**YOUR INSTRUCTIONS**
Rewrite each line of the material below as a JSON list of strings, one string per line, omitting blank lines.

==========

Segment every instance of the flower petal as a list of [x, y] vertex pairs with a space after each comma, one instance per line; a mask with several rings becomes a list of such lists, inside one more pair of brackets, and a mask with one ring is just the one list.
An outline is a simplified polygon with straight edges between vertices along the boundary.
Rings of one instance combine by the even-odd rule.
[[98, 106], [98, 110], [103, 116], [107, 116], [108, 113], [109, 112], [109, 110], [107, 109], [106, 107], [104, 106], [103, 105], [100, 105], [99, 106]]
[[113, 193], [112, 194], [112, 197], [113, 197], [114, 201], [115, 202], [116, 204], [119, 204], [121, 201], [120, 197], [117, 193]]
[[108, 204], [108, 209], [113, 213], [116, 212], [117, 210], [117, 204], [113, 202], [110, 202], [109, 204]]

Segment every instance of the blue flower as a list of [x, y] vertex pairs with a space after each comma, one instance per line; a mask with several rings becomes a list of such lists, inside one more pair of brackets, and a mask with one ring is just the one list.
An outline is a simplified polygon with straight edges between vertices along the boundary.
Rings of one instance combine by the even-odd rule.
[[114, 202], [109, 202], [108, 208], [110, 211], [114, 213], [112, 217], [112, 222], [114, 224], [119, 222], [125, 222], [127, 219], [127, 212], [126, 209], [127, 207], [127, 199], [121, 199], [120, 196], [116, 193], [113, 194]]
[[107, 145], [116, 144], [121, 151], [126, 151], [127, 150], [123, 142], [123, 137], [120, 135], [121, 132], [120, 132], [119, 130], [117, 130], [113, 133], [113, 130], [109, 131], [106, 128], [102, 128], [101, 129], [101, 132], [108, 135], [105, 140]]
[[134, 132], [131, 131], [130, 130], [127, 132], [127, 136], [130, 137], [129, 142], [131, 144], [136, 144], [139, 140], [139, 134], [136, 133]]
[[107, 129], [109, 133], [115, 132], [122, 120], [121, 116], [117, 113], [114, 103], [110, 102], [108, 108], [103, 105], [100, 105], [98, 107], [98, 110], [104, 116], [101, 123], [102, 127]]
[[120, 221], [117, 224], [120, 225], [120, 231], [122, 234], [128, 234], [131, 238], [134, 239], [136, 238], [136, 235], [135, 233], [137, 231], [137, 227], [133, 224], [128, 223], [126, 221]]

==========

**THE REPLY**
[
  "Segment every instance of the flower petal as a list of [x, y] vertex pairs with a space after each comma, one instance per line; a mask with several rings becomes a list of such lists, inside one more pair of brackets, and a mask with one ring is just the one list.",
  "An outline is a simplified polygon with straight edges between vertices along the boundary.",
  "Rings of one instance combine by the even-odd rule.",
  "[[98, 106], [98, 110], [103, 116], [107, 116], [108, 113], [109, 112], [109, 110], [107, 109], [106, 107], [104, 106], [103, 105], [100, 105], [99, 106]]",
  "[[113, 193], [112, 194], [112, 197], [113, 197], [114, 201], [115, 202], [116, 204], [119, 204], [121, 201], [120, 197], [117, 193]]",
  "[[108, 204], [108, 209], [113, 213], [116, 212], [117, 210], [117, 204], [113, 202], [110, 202], [109, 204]]",
  "Segment every instance of the blue flower as a list of [x, y] vertex pairs with a space after each comma, one instance per line; a mask with several rings becomes a list of such lists, inside one more pair of brackets, and a mask with one ring is just the one list.",
  "An outline is a simplified polygon with straight edges between vertices along the boundary.",
  "Rings of one instance combine by the even-odd rule.",
  "[[114, 202], [109, 202], [108, 208], [110, 211], [114, 213], [112, 217], [112, 222], [114, 224], [119, 222], [125, 222], [127, 219], [127, 212], [126, 209], [127, 207], [127, 199], [121, 199], [120, 196], [116, 193], [113, 194]]",
  "[[107, 145], [116, 144], [121, 151], [126, 151], [127, 150], [123, 142], [123, 137], [120, 135], [121, 132], [120, 132], [119, 130], [117, 130], [113, 133], [113, 130], [109, 131], [106, 128], [102, 128], [101, 129], [101, 132], [108, 135], [105, 140]]",
  "[[134, 132], [131, 131], [130, 130], [127, 132], [127, 136], [130, 137], [129, 142], [131, 144], [136, 144], [139, 140], [139, 134], [136, 133]]",
  "[[107, 129], [109, 133], [115, 132], [122, 120], [121, 116], [117, 113], [114, 103], [110, 102], [108, 108], [103, 105], [100, 105], [98, 107], [98, 110], [104, 116], [101, 123], [102, 127]]",
  "[[120, 221], [117, 224], [120, 225], [120, 231], [122, 234], [128, 234], [131, 238], [134, 239], [136, 238], [136, 235], [135, 233], [137, 231], [137, 227], [133, 224], [128, 223], [126, 221]]"
]